* TASK DIRECTIONS
Return each entry exactly, with none missing.

* Data listing
-- START --

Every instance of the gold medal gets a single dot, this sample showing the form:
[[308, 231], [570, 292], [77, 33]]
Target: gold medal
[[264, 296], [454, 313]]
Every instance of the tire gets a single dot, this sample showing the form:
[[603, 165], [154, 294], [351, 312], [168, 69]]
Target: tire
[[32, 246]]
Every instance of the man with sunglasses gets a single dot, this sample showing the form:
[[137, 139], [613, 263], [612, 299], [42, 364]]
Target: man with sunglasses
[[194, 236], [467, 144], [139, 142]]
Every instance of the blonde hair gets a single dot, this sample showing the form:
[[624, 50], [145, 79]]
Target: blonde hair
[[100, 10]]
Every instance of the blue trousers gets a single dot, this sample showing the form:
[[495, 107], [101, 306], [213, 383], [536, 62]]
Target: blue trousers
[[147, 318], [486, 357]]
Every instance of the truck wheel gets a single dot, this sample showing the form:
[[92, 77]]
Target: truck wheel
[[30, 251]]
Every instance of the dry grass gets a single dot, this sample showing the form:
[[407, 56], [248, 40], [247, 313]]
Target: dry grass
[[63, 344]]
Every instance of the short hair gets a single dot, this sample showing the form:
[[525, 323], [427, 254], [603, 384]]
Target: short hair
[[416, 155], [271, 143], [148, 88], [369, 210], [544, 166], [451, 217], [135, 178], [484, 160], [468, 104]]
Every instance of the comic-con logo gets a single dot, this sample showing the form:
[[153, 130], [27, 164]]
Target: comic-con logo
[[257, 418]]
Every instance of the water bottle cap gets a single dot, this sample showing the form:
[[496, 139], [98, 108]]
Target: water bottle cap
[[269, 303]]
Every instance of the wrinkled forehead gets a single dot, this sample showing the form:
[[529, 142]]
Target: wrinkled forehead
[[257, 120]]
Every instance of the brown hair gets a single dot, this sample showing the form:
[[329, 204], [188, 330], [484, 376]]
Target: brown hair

-- END --

* OUTPUT FOR THIS TASK
Every instance of the gold medal gets a single dot, this sample showing the form:
[[308, 231], [570, 292], [77, 33]]
Target: gold medal
[[264, 296], [454, 313]]
Every instance of the tire gets a single dot, this sample showing the form:
[[603, 165], [154, 294], [351, 312], [168, 69]]
Target: tire
[[32, 246]]
Every instance of the man with sunglasses gets a single dot, this sample showing the form:
[[137, 139], [613, 263], [612, 299], [42, 364]]
Target: man with sunglasses
[[194, 236], [467, 144], [139, 142]]
Every instance of the blonde hair gets a single dot, this sample showing the form:
[[624, 50], [145, 79]]
Target: blonde hair
[[100, 10]]
Every instance of the blue trousers gets a single dot, this sample showing the form:
[[495, 107], [101, 306], [213, 383], [536, 62]]
Target: blue trousers
[[147, 318], [486, 357]]
Every instance of the truck wheel gets a single dot, this sample showing the form:
[[92, 77]]
Target: truck wheel
[[30, 251]]
Every instance of the dry grass gets a single dot, this sample showing the form:
[[407, 56], [248, 40], [247, 313]]
Target: dry grass
[[63, 344]]
Every instance of the short hair gets a single dot, this sample showing the form:
[[525, 323], [427, 254], [603, 384]]
Target: short hair
[[416, 155], [271, 143], [148, 88], [369, 210], [544, 166], [451, 217], [135, 178], [484, 160], [468, 104]]
Every instance of the comic-con logo gets a single dot, this sample showing the form:
[[153, 130], [27, 164]]
Target: comic-con logo
[[257, 418]]
Every instance of the water bottle cap gets a single dot, this sample showing the form:
[[496, 139], [98, 108]]
Target: water bottle cap
[[269, 303]]
Every instance of the wrinkled forehead gets a single dot, this sample showing the form:
[[529, 142]]
Target: wrinkled forehead
[[257, 120]]
Every instance of the brown hair gets a single dot, this sample showing the form:
[[329, 204], [188, 330], [484, 376]]
Target: brown hair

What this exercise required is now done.